Set of tasks »
- 1) According to the HTTPRoute tutorial below, which argocd CLI command forces a sync on the artifacts of httpbin-app?
- 2) For each statement, state whether it agrees with the HTTPRoute tutorial below, quoting the words from the tutorial that decide it: (a) The script copies 04-httpbin-rewrite.yaml into the cfg-httpbin directory. (b) The URLRewrite filter replaces the matched prefix with /api/. (c) With a single exact-match route, only the httpbin /get endpoint could be exercised.
- 3) Write the next part of the HTTPRoute tutorial below, picking up at the point where it stops.

Here are the modifications we’ll apply to our HTTPRoute:

    - matches:
        # Switch from an Exact Matcher to a PathPrefix Matcher
        - path:
            type: PathPrefix
            value: /api/httpbin/
      filters:
        # Replace the /api/httpbin matched prefix with /
        - type: URLRewrite
          urlRewrite:
            path:
              type: ReplacePrefixMatch
              replacePrefixMatch: /

Let’s use Argo to apply the modified HTTPRoute and test. The script below removes the original HTTPRoute YAML from our live configuration directory and replaces it with the one described above. It then commits and pushes those changes to GitHub. Finally, it uses the argocd CLI to force a sync on the artifacts of httpbin-app.

rm cfg-httpbin/03-httpbin-route.yaml
cp lib/04-httpbin-rewrite.yaml cfg-httpbin 
git add . 
git commit -m "add regex route for httpbin app" -a 
git push origin main 
argocd app sync httpbin-app

Test Routing with Regex Patterns

When we used only a single route with an exact match pattern, we could only exercise the httpbin /get endpoint. Let’s now use curl to confirm that both /get and /delay work as expected.

curl -is -H "Host: api.example.com" http://localhost:8080/api/httpbin/get
HTTP/1.1 200 OK
server: envoy
date: Wed, 18 Sep 2024 01:34:29 GMT
content-type: application/json
content-length: 289
access-control-allow-origin: *
access-control-allow-credentials: true
x-envoy-upstream-service-time: 15

{
  "args": {},
  "headers": {
    "Accept": "*/*",
    "Host": "api.example.com",
    "User-Agent": "curl/8.7.1",
    "X-Envoy-Expected-Rq-Timeout-Ms": "15000",
    "X-Envoy-Original-Path": "/api/httpbin/get"
  },
  "origin": "10.244.0.19",
  "url": "http://api.example.com/get"
}
curl -is -H "Host: api.example.com" http://localhost:8080/api/httpbin/delay/1
HTTP/1.1 200 OK
server: envoy
date: Wed, 18 Sep 2024 01:35:33 GMT
content-type: application/json
content-length: 343
access-control-allow-origin: *
access-control-allow-credentials: true
x-envoy-upstream-service-time: 1028

{
  "args": {},
  "data": "",
  "files": {},
  "form": {},
  "headers": {
    "Accept": "*/*",
    "Host": "api.example.com",
    "User-Agent": "curl/8.7.1",
    "X-Envoy-Expected-Rq-Timeout-Ms": "15000",
    "X-Envoy-Original-Path": "/api/httpbin/delay/1"
  },
  "origin": "10.244.0.19",
  "url": "http://api.example.com/delay/1"

[Data entries]
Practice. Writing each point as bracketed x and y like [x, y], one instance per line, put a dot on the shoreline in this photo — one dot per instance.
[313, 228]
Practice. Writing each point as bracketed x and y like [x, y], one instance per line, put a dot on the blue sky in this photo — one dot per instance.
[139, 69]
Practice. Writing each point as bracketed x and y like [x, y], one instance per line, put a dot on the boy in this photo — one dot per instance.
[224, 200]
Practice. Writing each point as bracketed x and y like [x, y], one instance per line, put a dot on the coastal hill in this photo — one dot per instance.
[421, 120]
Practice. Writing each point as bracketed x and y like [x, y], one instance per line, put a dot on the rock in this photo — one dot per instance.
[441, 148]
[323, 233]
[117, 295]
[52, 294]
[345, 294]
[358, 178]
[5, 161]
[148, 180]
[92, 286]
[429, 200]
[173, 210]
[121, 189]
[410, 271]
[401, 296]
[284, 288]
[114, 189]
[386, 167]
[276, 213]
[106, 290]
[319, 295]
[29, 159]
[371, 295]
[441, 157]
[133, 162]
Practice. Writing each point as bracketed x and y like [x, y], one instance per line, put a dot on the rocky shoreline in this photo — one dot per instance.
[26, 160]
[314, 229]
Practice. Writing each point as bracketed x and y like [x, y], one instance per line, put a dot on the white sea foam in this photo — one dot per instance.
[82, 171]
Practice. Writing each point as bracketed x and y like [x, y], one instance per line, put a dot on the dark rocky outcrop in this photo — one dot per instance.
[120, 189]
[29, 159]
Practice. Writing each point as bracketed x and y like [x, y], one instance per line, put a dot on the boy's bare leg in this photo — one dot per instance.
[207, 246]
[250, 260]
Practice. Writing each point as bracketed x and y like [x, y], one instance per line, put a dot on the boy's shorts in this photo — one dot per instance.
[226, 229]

Per-task answers »
- 1) argocd app sync httpbin-app

- 2)
(a) Yes: "cp lib/04-httpbin-rewrite.yaml cfg-httpbin"
(b) No: "replacePrefixMatch: /"
(c) Yes: "we could only exercise the httpbin /get endpoint"

- 3)
}

Perfect! It works just as expected! For extra credit, try out some of the other endpoints published via httpbin as well, like /status and /post.

Test Transformations with Upstream Bearer Tokens

What if we have a requirement to authenticate with one of the backend systems to which we route our requests? Let’s assume that this upstream system requires an API key for authorization, and that we don’t want to expose this directly to the consuming client. In other words, we’d like to configure a simple bearer token to be injected into the request at the proxy layer.

This type of use case is common for enterprises who are consuming AI services from a third-party provider like OpenAI or Anthropic. With Gloo Gateway, you can centrally secure and store the API keys for accessing your AI provider in a Kubernetes secret in the cluster. The gateway proxy uses these credentials to authenticate with the AI provider and consume AI services. To further secure access to the AI credentials, you can employ fine-grained RBAC controls. Learn more about managing authorization to an AI service with the Gloo AI Gateway in the product documentation.

But for this exercise, we will focus on a simple use case where we simply inject a static API key token directly from our HTTPRoute. We can express this in the Gateway API by adding a filter that applies a simple transformation to the incoming request. This will be applied along with the URLRewrite filter we created in the previous step. The new filters stanza in our HTTPRoute now looks like this:

      filters:
        - type: URLRewrite
          urlRewrite:
            path:
              type: ReplacePrefixMatch
              replacePrefixMatch: /
        # Add a Bearer token to supply a static API key when routing to backend system
        - type: RequestHeaderModifier
          requestHeaderModifier:
            add:
              - name: Authorization
                value: Bearer my-api-key

Let’s apply this policy change by updating our Argo repository and activating the controller using the argocd CLI:

rm cfg-httpbin/04-httpbin-rewrite.yaml
cp lib/05-httpbin-rewrite-xform.yaml cfg-httpbin
git add . 
git commit -m "modify httpbin route to add auth token" -a 
git push origin main 
argocd app sync httpbin-app

Expect this response:

httproute.gateway.networking.k8s.io/httpbin configured

Now we’ll test using curl:

curl -is -H "Host: api.example.com" http://localhost:8080/api/httpbin/get

Note that our bearer token is now passed to the backend system in an Authorization header.

HTTP/1.1 200 OK
server: envoy
date: Wed, 18 Sep 2024 01:38:25 GMT
content-type: application/json
content-length: 332
access-control-allow-origin: *
access-control-allow-credentials: true
x-envoy-upstream-service-time: 16

{
  "args": {},
  "headers": {
    "Accept": "*/*",
    "Authorization": "Bearer my-api-key",
    "Host": "api.example.com",
    "User-Agent": "curl/8.7.1",
    "X-Envoy-Expected-Rq-Timeout-Ms": "15000",
    "X-Envoy-Original-Path": "/api/httpbin/get"
  },
  "origin": "10.244.0.19",
  "url": "http://api.example.com/get"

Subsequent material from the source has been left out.